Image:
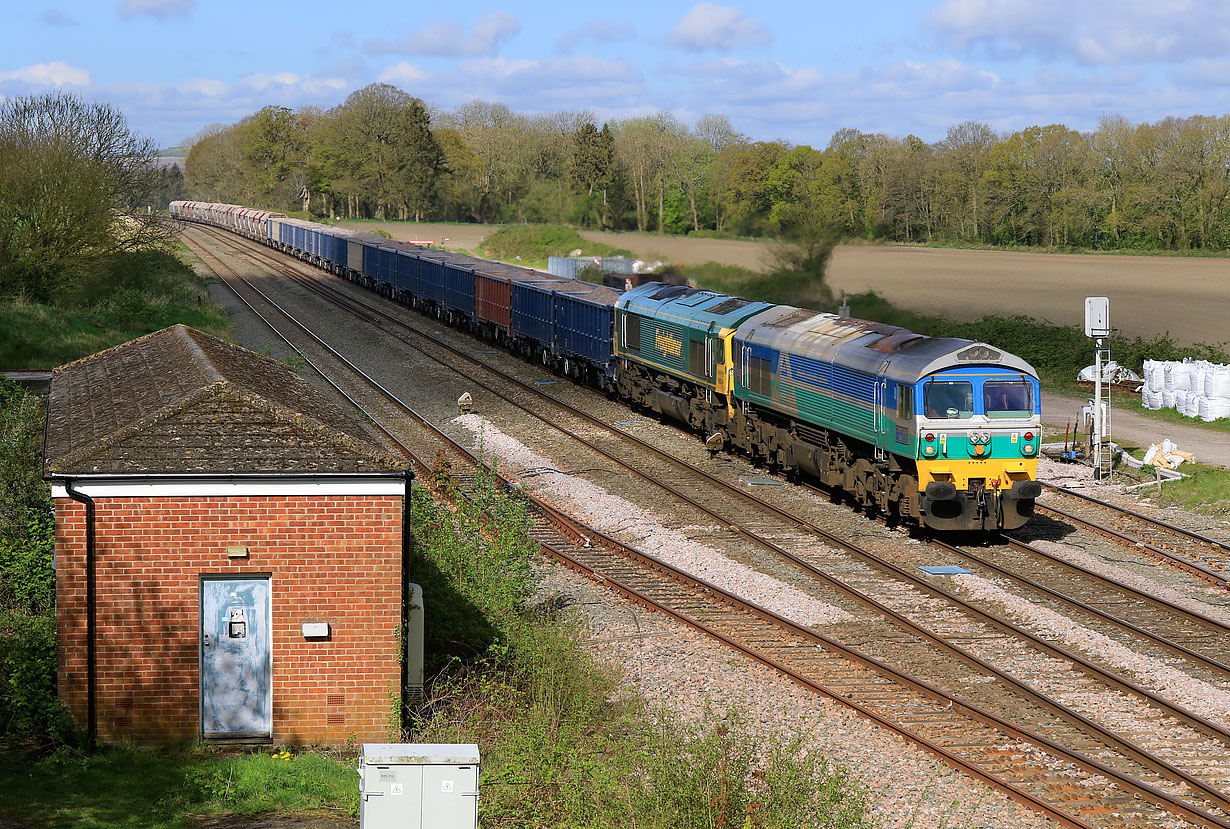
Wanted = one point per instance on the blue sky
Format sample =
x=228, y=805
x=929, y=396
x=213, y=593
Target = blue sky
x=789, y=70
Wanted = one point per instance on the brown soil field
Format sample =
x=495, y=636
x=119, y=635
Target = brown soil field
x=447, y=235
x=1190, y=298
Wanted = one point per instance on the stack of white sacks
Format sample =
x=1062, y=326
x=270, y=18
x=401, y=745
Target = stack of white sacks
x=1197, y=389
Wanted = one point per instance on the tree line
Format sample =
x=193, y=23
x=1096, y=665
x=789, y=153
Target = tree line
x=74, y=187
x=386, y=154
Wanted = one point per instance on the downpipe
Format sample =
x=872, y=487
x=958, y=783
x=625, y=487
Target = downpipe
x=91, y=613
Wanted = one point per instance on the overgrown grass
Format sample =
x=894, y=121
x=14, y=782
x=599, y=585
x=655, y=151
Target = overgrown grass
x=156, y=289
x=534, y=244
x=562, y=744
x=159, y=790
x=1057, y=352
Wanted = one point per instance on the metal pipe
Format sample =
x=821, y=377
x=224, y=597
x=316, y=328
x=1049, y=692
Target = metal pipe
x=405, y=593
x=225, y=476
x=91, y=616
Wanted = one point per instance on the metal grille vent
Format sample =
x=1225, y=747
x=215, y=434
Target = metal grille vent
x=730, y=305
x=787, y=320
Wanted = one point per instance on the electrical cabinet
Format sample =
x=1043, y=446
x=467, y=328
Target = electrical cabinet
x=418, y=786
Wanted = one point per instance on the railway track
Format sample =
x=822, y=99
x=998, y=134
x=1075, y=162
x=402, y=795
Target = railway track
x=1175, y=546
x=925, y=710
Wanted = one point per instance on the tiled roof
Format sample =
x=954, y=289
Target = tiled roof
x=182, y=401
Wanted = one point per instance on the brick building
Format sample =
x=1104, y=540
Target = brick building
x=229, y=547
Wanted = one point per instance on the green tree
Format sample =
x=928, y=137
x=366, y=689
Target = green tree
x=380, y=150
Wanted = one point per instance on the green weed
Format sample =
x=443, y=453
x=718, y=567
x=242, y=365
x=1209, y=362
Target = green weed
x=150, y=290
x=534, y=244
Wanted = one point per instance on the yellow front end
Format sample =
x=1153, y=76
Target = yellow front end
x=995, y=472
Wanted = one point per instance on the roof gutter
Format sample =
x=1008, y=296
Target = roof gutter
x=91, y=613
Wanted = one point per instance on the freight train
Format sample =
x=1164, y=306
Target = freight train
x=940, y=432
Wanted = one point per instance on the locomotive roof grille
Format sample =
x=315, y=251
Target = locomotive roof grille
x=732, y=304
x=675, y=292
x=978, y=354
x=795, y=316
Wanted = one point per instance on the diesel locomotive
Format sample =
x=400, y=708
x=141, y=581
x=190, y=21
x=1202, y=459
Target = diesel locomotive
x=941, y=432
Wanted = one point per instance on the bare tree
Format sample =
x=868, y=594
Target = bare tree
x=74, y=180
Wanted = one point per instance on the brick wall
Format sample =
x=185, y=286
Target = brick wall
x=333, y=559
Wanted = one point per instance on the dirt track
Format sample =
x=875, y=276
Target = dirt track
x=1149, y=294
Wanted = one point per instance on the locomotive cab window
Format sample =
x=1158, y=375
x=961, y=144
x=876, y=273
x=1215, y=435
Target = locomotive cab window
x=632, y=331
x=759, y=376
x=904, y=402
x=696, y=358
x=948, y=399
x=1012, y=399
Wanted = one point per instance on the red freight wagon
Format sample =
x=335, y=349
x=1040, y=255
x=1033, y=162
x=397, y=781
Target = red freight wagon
x=492, y=298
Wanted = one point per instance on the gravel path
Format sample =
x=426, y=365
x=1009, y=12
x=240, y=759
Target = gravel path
x=1129, y=423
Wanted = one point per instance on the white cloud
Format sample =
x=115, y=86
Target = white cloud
x=598, y=30
x=57, y=17
x=260, y=81
x=709, y=26
x=401, y=73
x=449, y=38
x=1092, y=32
x=164, y=9
x=48, y=74
x=561, y=81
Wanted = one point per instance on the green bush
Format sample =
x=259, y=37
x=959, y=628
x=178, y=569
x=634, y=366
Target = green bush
x=534, y=244
x=562, y=744
x=28, y=705
x=150, y=290
x=27, y=582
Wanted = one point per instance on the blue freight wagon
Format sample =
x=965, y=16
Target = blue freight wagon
x=584, y=332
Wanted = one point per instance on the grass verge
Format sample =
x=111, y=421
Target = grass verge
x=156, y=289
x=534, y=244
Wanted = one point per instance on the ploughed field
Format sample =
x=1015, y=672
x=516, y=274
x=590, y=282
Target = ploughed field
x=1149, y=294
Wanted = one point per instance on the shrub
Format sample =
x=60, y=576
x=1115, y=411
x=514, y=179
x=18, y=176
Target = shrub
x=28, y=705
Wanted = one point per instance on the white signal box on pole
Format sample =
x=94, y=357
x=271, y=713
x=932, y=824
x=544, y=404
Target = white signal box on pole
x=1097, y=316
x=1097, y=325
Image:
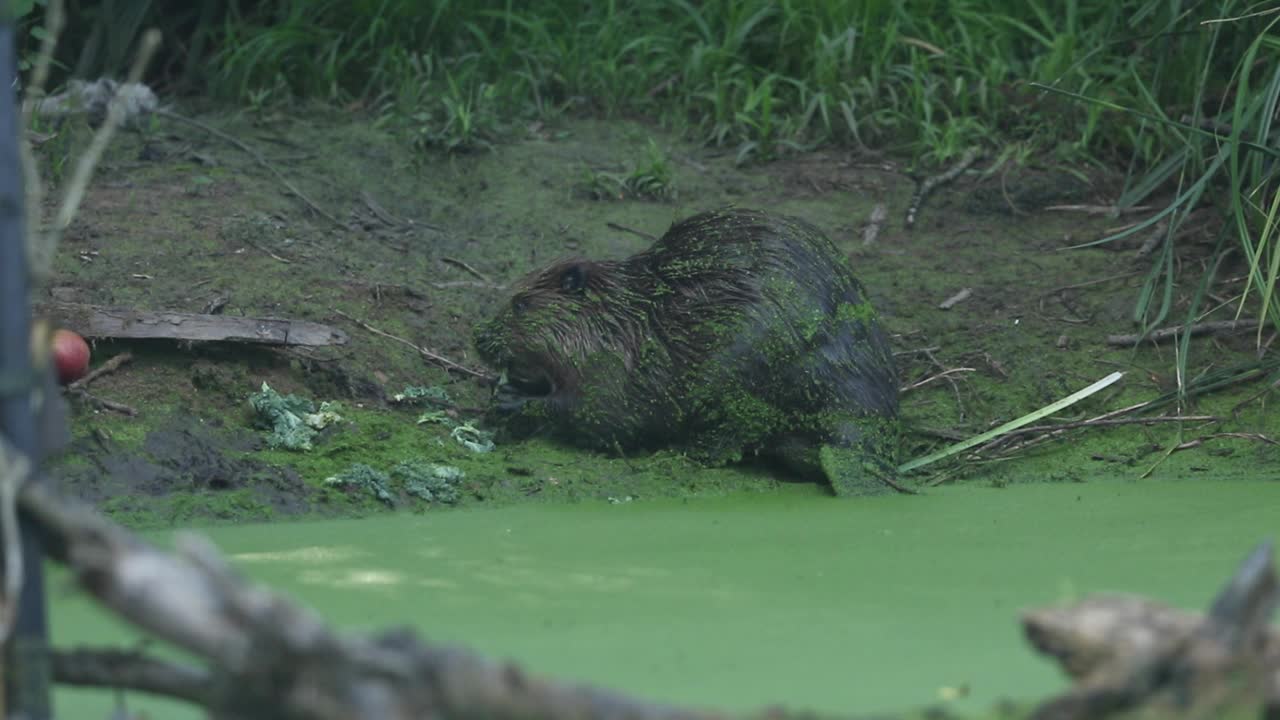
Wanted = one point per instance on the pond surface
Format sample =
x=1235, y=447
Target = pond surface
x=786, y=597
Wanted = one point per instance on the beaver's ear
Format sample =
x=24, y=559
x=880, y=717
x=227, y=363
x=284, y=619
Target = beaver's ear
x=574, y=279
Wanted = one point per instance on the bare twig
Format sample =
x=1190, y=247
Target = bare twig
x=964, y=294
x=635, y=232
x=109, y=367
x=935, y=377
x=874, y=223
x=104, y=404
x=467, y=268
x=1098, y=209
x=428, y=354
x=257, y=158
x=935, y=181
x=269, y=657
x=1196, y=329
x=40, y=247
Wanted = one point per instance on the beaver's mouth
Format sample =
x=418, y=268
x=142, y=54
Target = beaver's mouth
x=528, y=382
x=519, y=384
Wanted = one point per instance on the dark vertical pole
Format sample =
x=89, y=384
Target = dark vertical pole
x=26, y=659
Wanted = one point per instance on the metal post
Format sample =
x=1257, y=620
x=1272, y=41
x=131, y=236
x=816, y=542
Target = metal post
x=26, y=659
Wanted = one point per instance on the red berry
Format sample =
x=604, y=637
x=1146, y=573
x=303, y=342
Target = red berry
x=71, y=356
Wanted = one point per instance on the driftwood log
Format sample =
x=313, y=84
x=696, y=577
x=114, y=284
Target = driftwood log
x=99, y=322
x=1134, y=657
x=264, y=656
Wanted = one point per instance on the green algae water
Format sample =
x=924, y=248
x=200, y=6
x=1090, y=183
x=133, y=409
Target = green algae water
x=790, y=597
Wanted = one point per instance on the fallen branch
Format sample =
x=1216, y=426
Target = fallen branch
x=96, y=320
x=874, y=223
x=935, y=377
x=1196, y=329
x=960, y=296
x=101, y=404
x=1098, y=209
x=112, y=365
x=467, y=268
x=257, y=158
x=1129, y=654
x=935, y=181
x=272, y=659
x=635, y=232
x=110, y=668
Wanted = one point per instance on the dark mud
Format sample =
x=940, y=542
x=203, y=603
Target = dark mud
x=177, y=219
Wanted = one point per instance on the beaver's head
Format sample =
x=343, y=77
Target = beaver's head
x=556, y=322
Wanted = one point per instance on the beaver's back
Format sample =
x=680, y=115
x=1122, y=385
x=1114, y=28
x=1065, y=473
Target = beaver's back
x=768, y=302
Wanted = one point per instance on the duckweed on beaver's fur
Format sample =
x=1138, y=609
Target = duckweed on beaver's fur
x=737, y=333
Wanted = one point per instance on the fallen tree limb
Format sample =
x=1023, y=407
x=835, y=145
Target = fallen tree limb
x=97, y=320
x=272, y=659
x=110, y=668
x=1129, y=654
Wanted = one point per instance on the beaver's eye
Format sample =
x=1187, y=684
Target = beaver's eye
x=574, y=279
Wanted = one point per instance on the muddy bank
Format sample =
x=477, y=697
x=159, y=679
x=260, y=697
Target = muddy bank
x=428, y=244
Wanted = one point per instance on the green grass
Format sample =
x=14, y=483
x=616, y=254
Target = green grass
x=1051, y=83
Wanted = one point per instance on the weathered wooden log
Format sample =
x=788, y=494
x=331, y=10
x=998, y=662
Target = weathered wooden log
x=104, y=322
x=1134, y=657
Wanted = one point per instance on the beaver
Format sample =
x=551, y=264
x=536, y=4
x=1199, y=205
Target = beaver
x=737, y=333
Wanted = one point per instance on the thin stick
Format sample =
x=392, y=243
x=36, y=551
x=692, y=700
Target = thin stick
x=91, y=156
x=932, y=182
x=467, y=268
x=936, y=377
x=1110, y=422
x=1194, y=329
x=257, y=158
x=40, y=250
x=1013, y=424
x=109, y=367
x=1098, y=209
x=624, y=228
x=428, y=354
x=105, y=404
x=13, y=472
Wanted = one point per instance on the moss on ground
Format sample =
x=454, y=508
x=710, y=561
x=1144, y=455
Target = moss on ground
x=432, y=237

● Set problem:
Please copy the stretch of the listing above from the line containing "Wanted = one point per instance on the duckweed" through the line containing "x=13, y=472", keeping every line unchanged.

● Worked solution:
Wanted = one point per instance on the duckweed on beaver's fur
Format sample =
x=1138, y=609
Target = duckweed on beaver's fur
x=737, y=333
Wanted = one point per instance on the fallen tree limb
Format sample =
x=1023, y=407
x=835, y=145
Target = fallen tree limb
x=97, y=320
x=272, y=659
x=110, y=668
x=1129, y=654
Wanted = one point per instance on the beaver's eye
Format sample =
x=1187, y=684
Target = beaver's eye
x=574, y=279
Wanted = one point per instance on the muddy bank
Format sample =
x=477, y=697
x=159, y=679
x=260, y=697
Target = muddy bank
x=428, y=244
Wanted = one point per instance on the green grass
Format sample =
x=14, y=483
x=616, y=254
Target = green grass
x=1051, y=83
Wanted = one point per instance on the weathered wooden log
Format sample =
x=788, y=494
x=331, y=10
x=998, y=662
Target = weathered wooden log
x=104, y=322
x=1134, y=657
Wanted = one point per instance on the beaver
Format sample =
x=551, y=264
x=536, y=4
x=1199, y=205
Target = beaver
x=737, y=333
Wanted = one point per instance on the thin stick
Format sample =
x=392, y=243
x=36, y=551
x=692, y=700
Target = thin stick
x=91, y=156
x=932, y=182
x=467, y=268
x=936, y=377
x=1110, y=422
x=1194, y=329
x=257, y=158
x=40, y=250
x=1013, y=424
x=109, y=367
x=1098, y=209
x=624, y=228
x=428, y=354
x=105, y=404
x=13, y=472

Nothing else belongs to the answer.